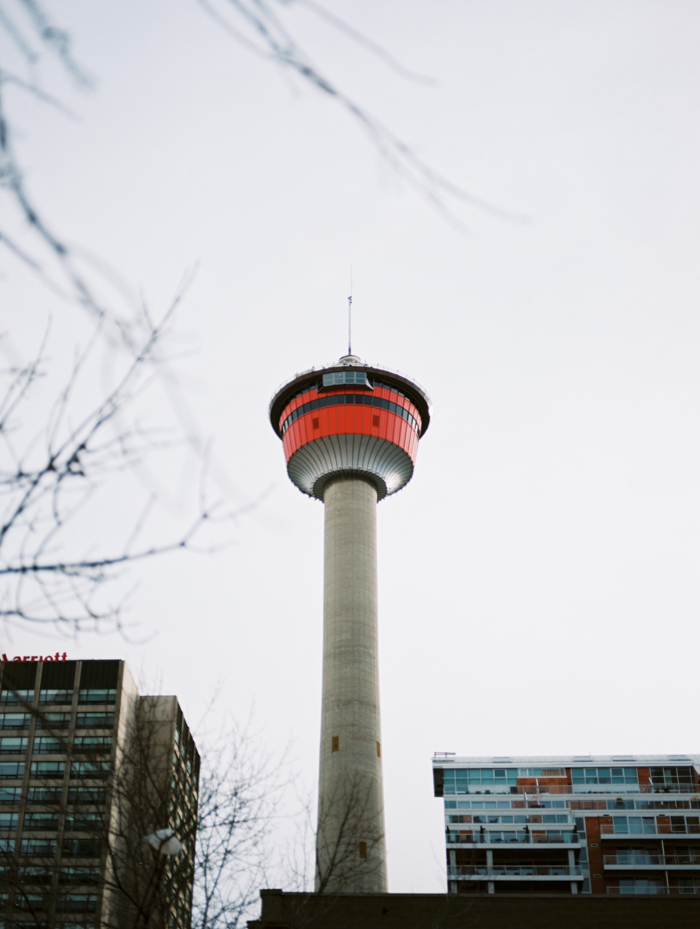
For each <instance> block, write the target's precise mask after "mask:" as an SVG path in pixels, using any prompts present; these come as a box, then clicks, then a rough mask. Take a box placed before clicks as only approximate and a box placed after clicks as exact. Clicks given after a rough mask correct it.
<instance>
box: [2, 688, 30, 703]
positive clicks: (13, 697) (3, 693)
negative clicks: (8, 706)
mask: <svg viewBox="0 0 700 929" xmlns="http://www.w3.org/2000/svg"><path fill="white" fill-rule="evenodd" d="M33 702H34V689H33V688H32V689H31V690H2V691H0V704H5V705H6V706H9V705H15V706H17V705H21V706H24V705H27V704H28V705H29V706H31V704H32V703H33Z"/></svg>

:::::

**WORK TO COMPLETE:** When you copy the data, keep every line exact and drop the pictures.

**OUTPUT OF THE TASK:**
For each <instance> block, write the target's precise mask after "mask:" as an SVG path in pixels, using any prompts present; these come as a box, then clicks, then a rough mask. Take a box placed before clicks as only approximate and a box placed after clicks as exact. Clicks given after a rough mask correct it.
<instance>
box: [2, 688, 30, 703]
positive clicks: (13, 697) (3, 693)
negative clicks: (8, 706)
mask: <svg viewBox="0 0 700 929" xmlns="http://www.w3.org/2000/svg"><path fill="white" fill-rule="evenodd" d="M33 702H34V689H33V688H32V689H31V690H2V691H0V704H5V705H6V706H9V705H15V706H17V705H21V706H24V705H27V704H28V705H29V706H31V704H32V703H33Z"/></svg>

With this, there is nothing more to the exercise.